These shocking figures were released late last year but received little attention. Since then, the numbers have risen and it has also been revealed that Asian women are twice more likely than their white counterparts.

Jenni Murray, a BBC Radio 4 presenter, interviewed various women to discuss the issue at hand.

Elsie Gayle, a midwife and nurse with 30 years’ experience within the NHS, stated her concern since observing the practices of midwives since 2001. Elsie has observed the disparity and experienced it first hand when expecting her child.

On 1st November 2018 there was a notable rise from three times more likely to die to five times more likely to die for women of African descent, whilst Asian women have remained at two times more likely to die during childbirth.

These issues have causes which are currently being looked into. One cause is that certain ethnic groups are more prone to various medical conditions and complications than white individuals. For example, black women are more likely to have higher blood pressure than white women, which in turn may increase the likelihood of experiencing complications during childbirth.

Socio-economic factors also contribute to these figures. Many people argue that black women do not have their voices heard in the same way white women do, whilst some black women have reportedly been given little or no pain relief as a result of an assumption that they can withstand more pain than women of other races.

Policy makers have paid very little attention to this issue, however in 2011 the Black Women’s Health and Wellbeing Research Network was founded in order to help black women get the help they require.

Elsie has stated that through the work of group midwifery conversations they have been able to help women find the information and resources that they need, when they need to. For example, if a black women is having problems getting a scan, the service may refer them to a senior midwife in the system rather than complaining to PALS (Patient Advice and Liaison Service).
—————
**Using the information:**
**a.** In the excerpt on maternal death rates, rewrite the passage that begins at "Elsie Gayle, a" and stops after "expecting her child.", substituting "National Health Service" for "NHS".
**b.** Translate this sentence from the excerpt on maternal death rates into French: "One cause is that certain ethnic groups are more prone to various medical conditions and complications than white individuals."
—————
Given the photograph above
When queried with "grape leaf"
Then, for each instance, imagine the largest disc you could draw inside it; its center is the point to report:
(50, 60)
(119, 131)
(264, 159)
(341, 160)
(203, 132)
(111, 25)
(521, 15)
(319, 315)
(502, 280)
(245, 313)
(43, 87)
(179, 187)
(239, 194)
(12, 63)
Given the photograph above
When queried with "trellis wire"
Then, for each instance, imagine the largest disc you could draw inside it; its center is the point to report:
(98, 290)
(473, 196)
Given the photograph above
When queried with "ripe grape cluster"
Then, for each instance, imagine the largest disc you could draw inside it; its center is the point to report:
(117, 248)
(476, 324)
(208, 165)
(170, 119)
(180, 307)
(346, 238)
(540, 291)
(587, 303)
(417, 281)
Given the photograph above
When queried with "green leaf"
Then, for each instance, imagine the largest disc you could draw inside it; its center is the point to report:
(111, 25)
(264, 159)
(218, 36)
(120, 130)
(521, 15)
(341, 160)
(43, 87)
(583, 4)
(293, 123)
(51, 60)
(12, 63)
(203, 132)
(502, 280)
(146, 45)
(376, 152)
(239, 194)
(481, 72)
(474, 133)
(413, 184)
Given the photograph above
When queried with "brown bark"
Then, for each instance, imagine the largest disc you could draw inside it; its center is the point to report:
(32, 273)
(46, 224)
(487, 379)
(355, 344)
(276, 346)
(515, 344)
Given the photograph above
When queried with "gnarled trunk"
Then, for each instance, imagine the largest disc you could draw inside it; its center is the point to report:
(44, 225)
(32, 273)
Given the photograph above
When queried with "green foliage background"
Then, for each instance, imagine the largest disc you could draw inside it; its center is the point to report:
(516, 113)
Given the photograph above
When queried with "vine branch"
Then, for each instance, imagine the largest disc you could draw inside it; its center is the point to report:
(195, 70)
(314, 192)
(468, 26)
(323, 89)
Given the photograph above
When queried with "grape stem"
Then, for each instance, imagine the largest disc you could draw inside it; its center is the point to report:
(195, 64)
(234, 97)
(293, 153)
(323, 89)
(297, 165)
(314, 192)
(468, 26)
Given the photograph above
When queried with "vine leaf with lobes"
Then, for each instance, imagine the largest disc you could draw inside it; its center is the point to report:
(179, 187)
—————
**Numbered responses:**
**a.**
Elsie Gayle, a midwife and nurse with 30 years’ experience within the National Health Service, stated her concern since observing the practices of midwives since 2001. Elsie has observed the disparity and experienced it first hand when expecting her child.

**b.** L'une des causes est que certains groupes ethniques sont plus sujets à diverses affections médicales et complications que les personnes blanches.